Baltic 40

Development
- Designer: Judel/Vrolijk & Co.
- Location: Finland
- Year: 1988
- No. built: 21
- Builder: Baltic Yachts
- Role: Racer-Cruiser
- Name: Baltic 40

Boat
- Displacement: 14,992 lb (6,800 kg)
- Draft: 7.17 ft (2.19 m)

Hull
- Type: Monohull
- Construction: Fiberglass
- LOA: 39.33 ft (11.99 m)
- LWL: 32.75 ft (9.98 m)
- Beam: 12.75 ft (3.89 m)
- Engine: Yanmar 34 hp (25 kW) diesel engine

Hull appendages
- Keel: fin keel
- Ballast: 6,173 lb (2,800 kg)
- Rudder: spade-type rudder

Rig
- Rig type: Bermuda rig
- I foretriangle height: 55.28 ft (16.85 m)
- J foretriangle base: 15.10 ft (4.60 m)
- P mainsail luff: 49.38 ft (15.05 m)
- E mainsail foot: 15.63 ft (4.76 m)

Sails
- Sailplan: Masthead sloop
- Mainsail area: 385.90 sq ft (35.851 m^{2})
- Jib/genoa area: 417.36 sq ft (38.774 m^{2})
- Total sail area: 803.27 sq ft (74.626 m^{2})

Racing
- Rating: IOR 25.7

= Baltic 40 =

Sailboat class

The Baltic 40 is a Finnish sailboat that was designed by Judel/Vrolijk & Co. as an International Offshore Rule racer-cruiser and first built in 1988.

==Production==
The design was built by Baltic Yachts in Finland from 1988 to 1999. The company completed 21 examples, but it is now out of production.

==Design==
The Baltic 40 is a recreational keelboat, built predominantly of fiberglass with a balsa core, with wooden trim, including a teak deck. It has a masthead sloop rig with anodized aluminum spars and steel rod standing rigging for the three spreader mast. The design has a raked stem, a reverse transom, a spade-type rudder controlled by a wheel and a fixed fin keel. It displaces 14992 lb and carries 6173 lb of lead ballast.

The boat has a draft of 7.17 ft with the standard keel fitted.

DIRECTION -> According to the Baltic 40 text, during which years did Baltic Yachts build the boat?

COLLECTED MATERIAL ->
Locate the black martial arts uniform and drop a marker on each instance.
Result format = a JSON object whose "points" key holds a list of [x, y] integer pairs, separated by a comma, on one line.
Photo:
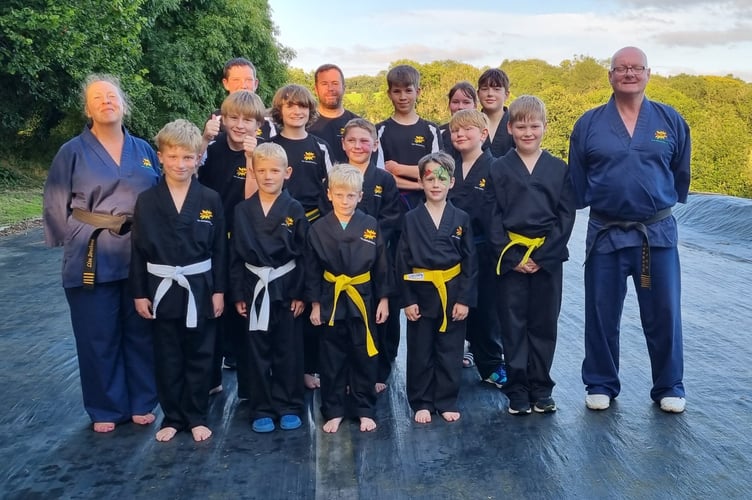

FINISHED TASK -> From 1988 to 1999.